# Question about a split



## laketrout (Mar 5, 2013)

I have a parent hive from a split that didn't end up replacing the queen , its been 6 weeks and no queen and no brood or eggs but it still has alot of bee's . To speed things up I purchased a mated queen from are club . In the mean time without a queen laying any eggs they have totally filled one complete med. super with all honey . This hive is one that I have been working on to remove all deep frames from and now have it in a three medium configuration . At this point its one complete super of honey , one super of honey and pollen and another of some drawn comb and a little honey . The queen should get out on Thursday and hopefully start laying in a weeks time . Question is how should I set this hive up as far as frames go , and the full super of honey .


----------



## rkereid (Dec 20, 2009)

Sort of depends on if you have a nectar flow. If you do, extract one of your honey supers and put it back. Keep any honey in the hive in the top, the way they would do it. 

If there is no nectar, and you could predict the future and know there will not be some soon, leave them the way they are with the empty drawn comb at the bottom. They will consume some of the honey this summer and make space.

Data provided:
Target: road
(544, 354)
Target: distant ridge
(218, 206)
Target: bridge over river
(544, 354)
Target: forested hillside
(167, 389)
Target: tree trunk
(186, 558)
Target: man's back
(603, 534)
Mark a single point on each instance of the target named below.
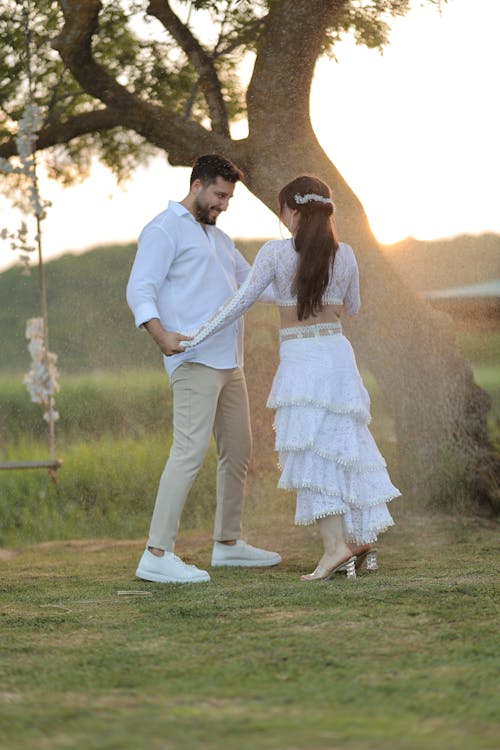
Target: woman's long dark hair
(314, 241)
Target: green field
(405, 658)
(93, 659)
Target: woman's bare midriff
(329, 314)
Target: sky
(414, 131)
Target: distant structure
(475, 305)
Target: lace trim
(308, 331)
(327, 300)
(353, 463)
(223, 312)
(275, 404)
(371, 537)
(348, 500)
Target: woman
(327, 453)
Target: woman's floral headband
(298, 198)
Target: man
(185, 268)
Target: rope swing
(41, 380)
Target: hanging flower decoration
(28, 127)
(41, 380)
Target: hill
(447, 263)
(91, 327)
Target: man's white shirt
(182, 274)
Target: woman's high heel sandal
(323, 574)
(369, 556)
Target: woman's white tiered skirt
(327, 453)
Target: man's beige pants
(205, 400)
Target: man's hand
(167, 341)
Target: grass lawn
(405, 658)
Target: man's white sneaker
(168, 569)
(242, 555)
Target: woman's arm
(260, 276)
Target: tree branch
(63, 132)
(201, 61)
(289, 45)
(163, 128)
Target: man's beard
(203, 213)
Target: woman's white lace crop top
(275, 264)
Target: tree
(118, 78)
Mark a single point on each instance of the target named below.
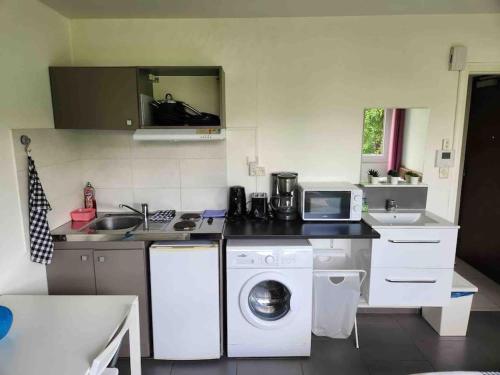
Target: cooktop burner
(191, 216)
(184, 225)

Short problem: Copy out the entire beekeeping thread word for word. The records were taken from a separate source.

Reply to the exercise:
# Question about a split



## laketrout (Mar 5, 2013)

I have a parent hive from a split that didn't end up replacing the queen , its been 6 weeks and no queen and no brood or eggs but it still has alot of bee's . To speed things up I purchased a mated queen from are club . In the mean time without a queen laying any eggs they have totally filled one complete med. super with all honey . This hive is one that I have been working on to remove all deep frames from and now have it in a three medium configuration . At this point its one complete super of honey , one super of honey and pollen and another of some drawn comb and a little honey . The queen should get out on Thursday and hopefully start laying in a weeks time . Question is how should I set this hive up as far as frames go , and the full super of honey .


----------



## rkereid (Dec 20, 2009)

Sort of depends on if you have a nectar flow. If you do, extract one of your honey supers and put it back. Keep any honey in the hive in the top, the way they would do it. 

If there is no nectar, and you could predict the future and know there will not be some soon, leave them the way they are with the empty drawn comb at the bottom. They will consume some of the honey this summer and make space.